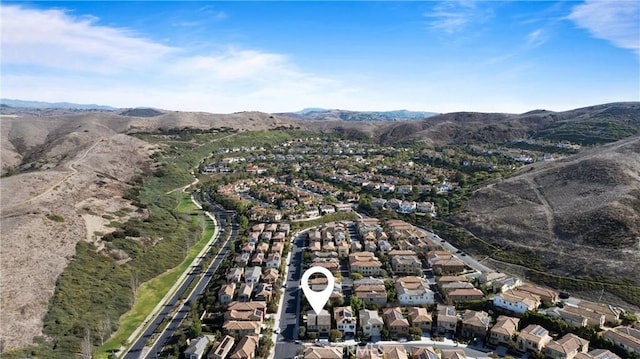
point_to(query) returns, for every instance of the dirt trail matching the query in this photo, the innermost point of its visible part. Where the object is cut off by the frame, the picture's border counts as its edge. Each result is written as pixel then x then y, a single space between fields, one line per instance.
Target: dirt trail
pixel 72 171
pixel 546 206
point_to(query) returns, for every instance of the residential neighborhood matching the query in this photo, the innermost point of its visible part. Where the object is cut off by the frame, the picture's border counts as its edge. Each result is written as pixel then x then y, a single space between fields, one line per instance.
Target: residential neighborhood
pixel 397 285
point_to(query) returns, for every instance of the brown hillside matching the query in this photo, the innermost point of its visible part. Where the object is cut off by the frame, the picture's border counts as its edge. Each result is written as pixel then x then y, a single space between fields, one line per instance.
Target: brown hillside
pixel 580 215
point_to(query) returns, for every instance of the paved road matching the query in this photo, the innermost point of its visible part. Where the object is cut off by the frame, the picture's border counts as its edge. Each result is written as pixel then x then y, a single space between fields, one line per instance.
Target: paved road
pixel 285 346
pixel 137 350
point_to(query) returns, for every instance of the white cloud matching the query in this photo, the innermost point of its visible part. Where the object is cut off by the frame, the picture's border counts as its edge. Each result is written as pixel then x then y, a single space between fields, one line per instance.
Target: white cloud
pixel 55 39
pixel 537 38
pixel 51 55
pixel 455 16
pixel 616 21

· · · · ·

* **Challenge**
Can you reproduce, character for character, the lines of the records above, starting with the line containing "point_to(query) returns, for every instance of the brown" and continuing through the line containing "pixel 137 350"?

* **Written response**
point_to(query) returns, for every instance of the brown hillside matching the query in this photo, the innermost point of its visible part. Where the object is cut off by the frame, the picture's border counts as its edge. Each result is written as pixel then x then y, a single space between fields, one line per instance.
Target: brown hillside
pixel 580 215
point_to(query) returns, for every instance of the paved road matching the query in this photo, the innermost point of its visible part. Where the object is cut off by the frame, the picture's border counts as its edge. Each result is written as pixel then x then y, a single space between fields, one line per instance.
Target: paved road
pixel 285 346
pixel 137 350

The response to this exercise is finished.